아래 목록에서 "[output] one dot per instance, form <point>443,252</point>." 문구가 있는 줄에서 시작해 "<point>245,268</point>" 문구가 있는 줄에서 끝나는 부분을 번호 목록으로 제시하세요. 빈 줄은 빼세요.

(수집된 데이터 항목)

◇ ◇ ◇ ◇ ◇

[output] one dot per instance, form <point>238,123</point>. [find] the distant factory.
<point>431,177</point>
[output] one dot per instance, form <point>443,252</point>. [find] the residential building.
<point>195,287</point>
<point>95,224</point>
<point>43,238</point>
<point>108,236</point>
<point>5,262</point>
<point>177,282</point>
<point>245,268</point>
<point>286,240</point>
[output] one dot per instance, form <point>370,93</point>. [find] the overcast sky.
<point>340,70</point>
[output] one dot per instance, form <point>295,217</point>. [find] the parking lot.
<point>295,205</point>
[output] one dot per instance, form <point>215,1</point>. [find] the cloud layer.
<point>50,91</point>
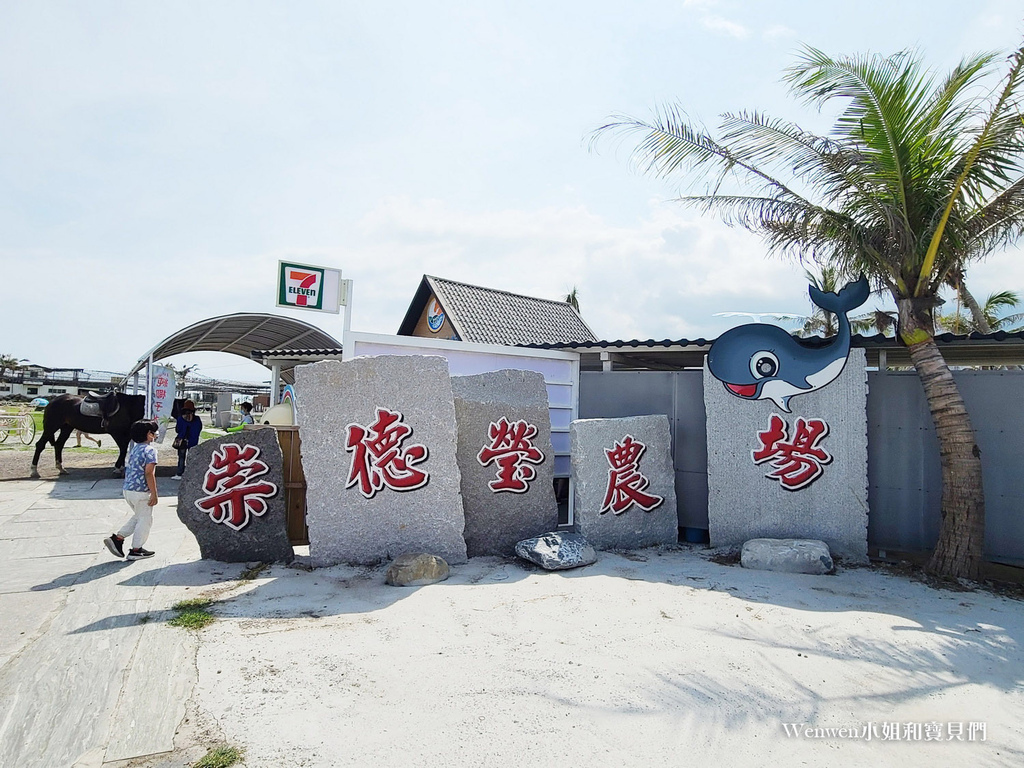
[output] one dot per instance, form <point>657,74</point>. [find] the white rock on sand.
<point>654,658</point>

◇ ◇ ◇ ◇ ◇

**완성된 답**
1. [output] one dot per instance, form <point>443,252</point>. [find] the residential building.
2. <point>195,287</point>
3. <point>95,224</point>
4. <point>43,238</point>
5. <point>108,236</point>
6. <point>5,262</point>
7. <point>177,282</point>
8. <point>245,268</point>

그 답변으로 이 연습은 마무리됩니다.